Nous venons de nous expliquer sur l’identité de la tendresse ou douceur pure avec la pitié, cette pitié qui, lorsqu’elle revient sur son propre sujet, a pour symptôme les larmes : après cette digression, reprenons le fil de notre analyse du sens moral de nos actes, et montrons comment, de la même source d’où jaillit toute bonté, toute tendresse ou douceur, toute vertu, toute générosité, sort aussi ce que j’appelle la négation du vouloir-vivre.

Nous avons vu plus haut que la haine et la méchanceté avaient pour première base l’égoïsme, et que celui-ci résulte de la sujétion où est l’intelligence à l’égard du principe d’individuation ; nous avons aussi constaté que la justice, puis, à un degré supérieur de développement, la douceur et la générosité, en ce qu’elles peuvent avoir de plus élevé, ont pour origine essentielle une intelligence qui voit à travers ce principe : seule cette vision, en supprimant toute différence entre mon individu et celui d’autrui, rend possible et explique l’intention parfaitement bonne, même quand elle va jusqu’à la tendresse désintéressée et jusqu’à l’abnégation la plus magnanime.

  1. Voir, sur ce point, le chap. XLVII des Suppléments. Il est inutile, je suppose, de rappeler que la morale dont l’esquisse est ici enfermée dans les §§ 61-67 a été exposée plus au long et plus complètement dans mon mémoire couronné sur le Fondement de la morale.

--------------------------------------------------

» QUESTIONS:
A) Recopiez le passage sur la négation du vouloir-vivre en commençant à « 1. Voir, sur » et en terminant à « de la morale. ».
B) Pour chacune des affirmations suivantes, dites si elle concorde avec le passage sur la négation du vouloir-vivre, en citant les mots qui tranchent : (i) la haine et la méchanceté reposent d'abord sur l'égoïsme ; (ii) la justice naît d'une intelligence soumise au principe d'individuation ; (iii) la pitié, lorsqu'elle revient sur son propre sujet, se manifeste par les larmes.

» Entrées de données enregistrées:

--------------------------------------------------

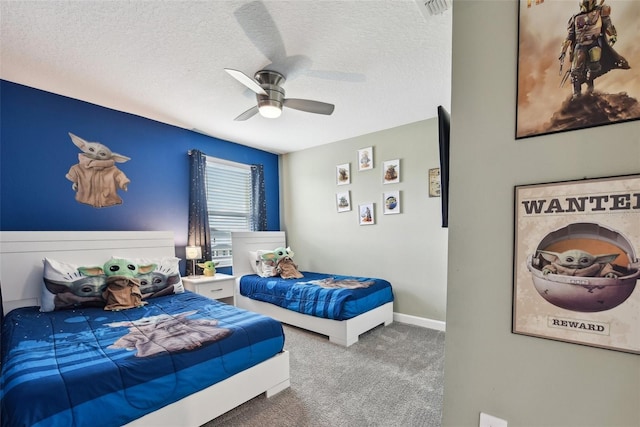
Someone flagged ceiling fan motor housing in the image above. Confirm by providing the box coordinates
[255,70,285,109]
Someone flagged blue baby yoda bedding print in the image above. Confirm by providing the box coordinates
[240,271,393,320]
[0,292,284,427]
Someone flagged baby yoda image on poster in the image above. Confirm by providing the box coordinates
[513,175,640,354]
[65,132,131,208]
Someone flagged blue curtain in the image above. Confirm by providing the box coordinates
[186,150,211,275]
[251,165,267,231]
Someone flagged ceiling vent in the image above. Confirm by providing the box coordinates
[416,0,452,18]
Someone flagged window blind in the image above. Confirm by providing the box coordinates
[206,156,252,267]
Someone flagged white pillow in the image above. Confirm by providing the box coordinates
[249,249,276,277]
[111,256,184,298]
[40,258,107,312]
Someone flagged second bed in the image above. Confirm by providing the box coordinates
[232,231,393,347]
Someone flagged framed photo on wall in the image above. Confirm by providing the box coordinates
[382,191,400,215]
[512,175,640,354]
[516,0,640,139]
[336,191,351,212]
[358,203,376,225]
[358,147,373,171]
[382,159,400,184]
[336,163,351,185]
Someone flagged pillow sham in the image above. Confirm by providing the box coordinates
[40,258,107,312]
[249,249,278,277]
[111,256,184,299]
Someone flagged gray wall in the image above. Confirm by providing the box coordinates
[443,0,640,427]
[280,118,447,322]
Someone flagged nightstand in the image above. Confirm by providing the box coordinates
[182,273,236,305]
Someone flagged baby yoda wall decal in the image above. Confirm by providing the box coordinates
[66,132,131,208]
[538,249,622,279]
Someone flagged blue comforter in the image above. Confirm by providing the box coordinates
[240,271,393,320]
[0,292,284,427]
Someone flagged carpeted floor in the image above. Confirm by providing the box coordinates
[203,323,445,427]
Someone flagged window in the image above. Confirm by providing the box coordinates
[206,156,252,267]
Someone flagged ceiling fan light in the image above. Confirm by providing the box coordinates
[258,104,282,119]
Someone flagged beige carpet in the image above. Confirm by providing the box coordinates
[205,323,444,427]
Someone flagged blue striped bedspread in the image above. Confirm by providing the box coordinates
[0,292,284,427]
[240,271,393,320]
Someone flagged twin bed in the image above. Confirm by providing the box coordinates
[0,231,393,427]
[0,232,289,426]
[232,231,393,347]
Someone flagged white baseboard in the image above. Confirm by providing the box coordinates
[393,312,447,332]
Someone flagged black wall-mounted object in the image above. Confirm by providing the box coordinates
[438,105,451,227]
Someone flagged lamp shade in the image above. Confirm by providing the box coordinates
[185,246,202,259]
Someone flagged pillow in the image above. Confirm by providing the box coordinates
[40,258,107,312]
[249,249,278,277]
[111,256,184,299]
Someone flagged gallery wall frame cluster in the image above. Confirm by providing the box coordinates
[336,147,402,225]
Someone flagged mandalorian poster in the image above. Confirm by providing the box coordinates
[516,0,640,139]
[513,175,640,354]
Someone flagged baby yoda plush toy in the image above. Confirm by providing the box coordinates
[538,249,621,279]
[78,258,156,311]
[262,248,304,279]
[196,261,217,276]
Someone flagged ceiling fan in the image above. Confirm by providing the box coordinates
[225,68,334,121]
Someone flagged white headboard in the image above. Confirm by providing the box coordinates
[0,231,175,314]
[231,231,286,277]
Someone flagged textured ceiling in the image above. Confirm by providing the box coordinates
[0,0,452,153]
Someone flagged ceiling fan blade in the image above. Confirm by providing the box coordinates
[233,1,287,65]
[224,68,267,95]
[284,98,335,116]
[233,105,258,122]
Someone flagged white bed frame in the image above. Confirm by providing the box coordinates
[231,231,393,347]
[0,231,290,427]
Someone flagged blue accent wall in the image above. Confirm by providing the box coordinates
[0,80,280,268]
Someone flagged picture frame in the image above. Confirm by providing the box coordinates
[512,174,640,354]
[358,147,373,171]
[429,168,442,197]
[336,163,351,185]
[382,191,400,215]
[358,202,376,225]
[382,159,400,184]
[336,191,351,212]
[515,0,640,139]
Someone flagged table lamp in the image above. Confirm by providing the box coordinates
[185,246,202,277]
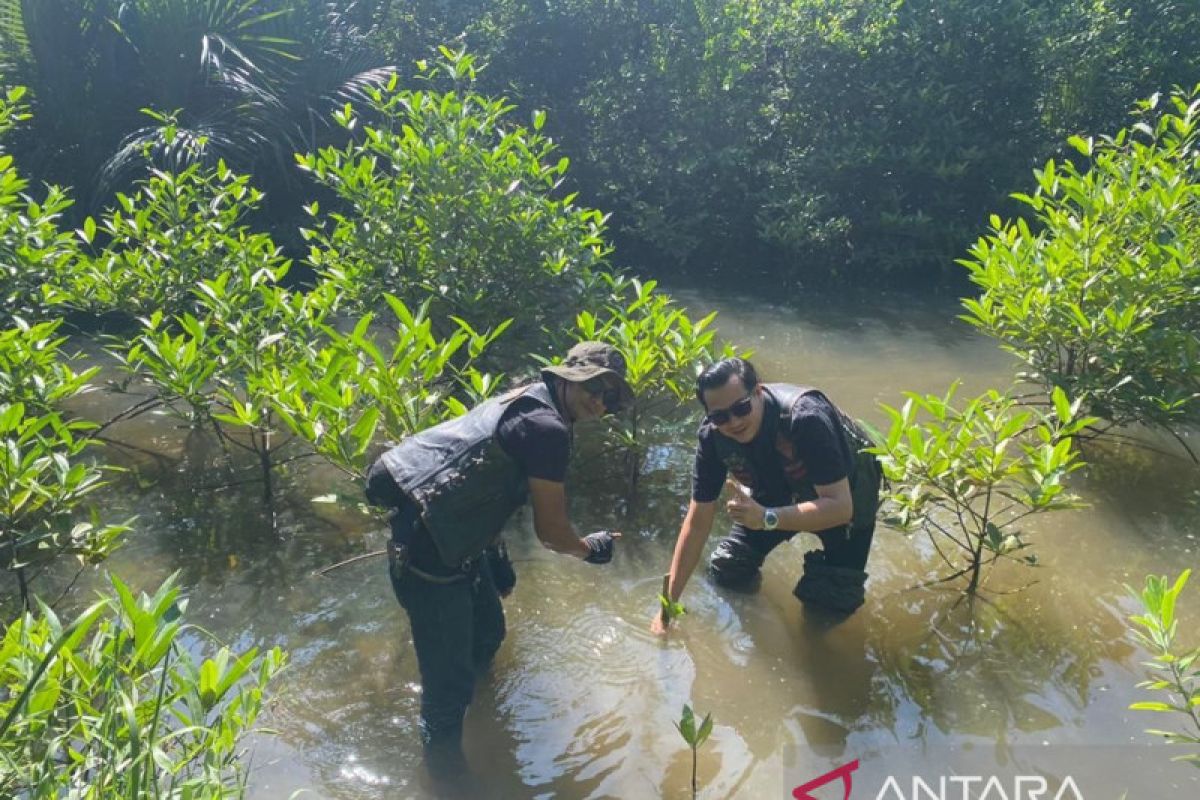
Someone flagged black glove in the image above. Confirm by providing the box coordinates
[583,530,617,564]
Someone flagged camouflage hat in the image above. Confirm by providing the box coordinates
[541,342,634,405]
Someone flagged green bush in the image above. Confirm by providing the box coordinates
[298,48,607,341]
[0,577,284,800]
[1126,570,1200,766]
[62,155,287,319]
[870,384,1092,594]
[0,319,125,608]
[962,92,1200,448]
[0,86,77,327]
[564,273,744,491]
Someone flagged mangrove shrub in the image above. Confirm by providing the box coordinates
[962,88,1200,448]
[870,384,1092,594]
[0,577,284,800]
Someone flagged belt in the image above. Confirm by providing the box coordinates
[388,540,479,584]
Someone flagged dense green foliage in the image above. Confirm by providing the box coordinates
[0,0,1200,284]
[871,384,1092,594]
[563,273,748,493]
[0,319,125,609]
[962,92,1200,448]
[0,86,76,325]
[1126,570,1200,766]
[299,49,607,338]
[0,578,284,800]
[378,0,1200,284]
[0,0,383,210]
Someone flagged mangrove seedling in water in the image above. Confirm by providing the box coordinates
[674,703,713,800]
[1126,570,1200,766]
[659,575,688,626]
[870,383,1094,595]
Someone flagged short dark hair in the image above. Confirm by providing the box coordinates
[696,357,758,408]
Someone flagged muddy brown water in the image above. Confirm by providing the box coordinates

--------------------------------------------------

» EXERCICE CORRIGÉ:
A)
1. Voir, sur ce point, le chap. XLVII des Suppléments. Il est inutile, je suppose, de rappeler que la morale dont l’esquisse est ici enfermée dans les §§ 61-67 a été exposée plus au long et plus complètement dans mon mémoire couronné sur le Fondement de la morale.

B)
(i) Oui : « la haine et la méchanceté avaient pour première base l’égoïsme ».
(ii) Non : « ont pour origine essentielle une intelligence qui voit à travers ce principe ».
(iii) Oui : « cette pitié qui, lorsqu’elle revient sur son propre sujet, a pour symptôme les larmes ».